# Index Separation



## TshirtGuru (Jul 9, 2008)

If I separate artwork at 300 dpi the dots are way to small to burn on a 305 or 200 mesh. So ideally 305 mesh could burn at about 65 lpi. But index "dots" are a lot smaller and won't burn nicely. If I reduce the dpi the dots are larger but then it doesn't look good printed. Is there something I'm missing?


----------



## TYGERON (Apr 26, 2009)

TshirtGuru said:


> If I reduce the dpi the dots are larger but then it doesn't look good printed. Is there something I'm missing?


So are you saying you actually used a lower dpi and did a print and it didn't look good or are you speculating?

If you do 150 dpi to around 200 dpi maximum, at 100% (you don't resize afterwards) and you use proper mesh and can hold that resolution, you should get a decent print. Of course there are other issues...the actual image, the number of colors you can print, how well you print, inks etc.

And remember the image looks more "grainy" on the computer monitor than the actual print will.


----------



## PositiveDave (Dec 1, 2008)

TshirtGuru said:


> If I separate artwork at 300 dpi the dots are way to small to burn on a 305 or 200 mesh. So ideally 305 mesh could burn at about 65 lpi. But index "dots" are a lot smaller and won't burn nicely. If I reduce the dpi the dots are larger but then it doesn't look good printed. Is there something I'm missing?


That's pretty much how it works!
With wet-on-wet you should get some mixing.
You need to work out what the lowest %dot you can reliably hold at 65lpi. e.g. An 8% 65lpi dot is equivalent to a 230dpi index print.


----------



## ShirlandDesign (Nov 29, 2009)

I run 190 dpi on 230's and have no problems with holding detail or moires. if you do you seps at a higher dpi and then re sample to 190 some times you will get better results than building your clut's at 190.


----------



## TshirtGuru (Jul 9, 2008)

Thanks,

Yes I printed some at 150dpi and the quality isn't there. I'll try 200 dpi. 

I'm also needing to print index or simulated process with dye discharge in a week, and the recommended highest mesh count is 156 or 158. Even if I put an extender in the dye discharge I find that it doesn't penetrate enough through 200 mesh or higher.

§ **Recorded information**
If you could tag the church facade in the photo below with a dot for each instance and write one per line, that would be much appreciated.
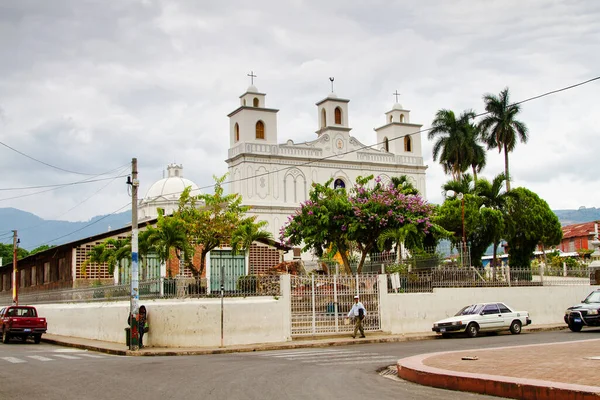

§ **To-do list**
A – In the index separation thread, what dpi does ShirlandDesign run on 230 mesh?
B – Continue the index separation thread from the point where it stops.

§ **Results in order**
A – 190 dpi.

B –
So I suppose I need to use 35 or 45 lpi? How do you guys print with better detail with dye discharge?


----------



## TYGERON (Apr 26, 2009)

Post some pics of what you printed...


----------



## red514 (Jul 21, 2009)

for index separations, i do not recommend going higher then 200ppi using 305+ mesh counts. 180ppi is good for mesh counts 280+
if you are using lower then 280s i suggest 160ppi.
any lower then 160ppi and it will look like a pointillist painting, very heavy stippled look (could be cool for certain designs)

i have found that an index 'dot' at 180ppi is ~equal too a 5%halftone dot done at 55lpi


----------



## red514 (Jul 21, 2009)

TshirtGuru said:


> Thanks,
> 
> Yes I printed some at 150dpi and the quality isn't there. I'll try 200 dpi.
> 
> ...


eeeek that dye discharge job is going to be very stippled.
i'd suggest doing a sample sep and printing out a composite to see if you like how it looks before going ahead with the print.

the key to a good index reproduction is image resolution. the higher the resolution the clearer the image, the lower the resolution the less detail and more stippled it looks.


----------



## TshirtGuru (Jul 9, 2008)

red514 said:


> for index separations, i do not recommend going higher then 200ppi using 305+ mesh counts. 180ppi is good for mesh counts 280+
> if you are using lower then 280s i suggest 160ppi.
> any lower then 160ppi and it will look like a pointillist painting, very heavy stippled look (could be cool for certain designs)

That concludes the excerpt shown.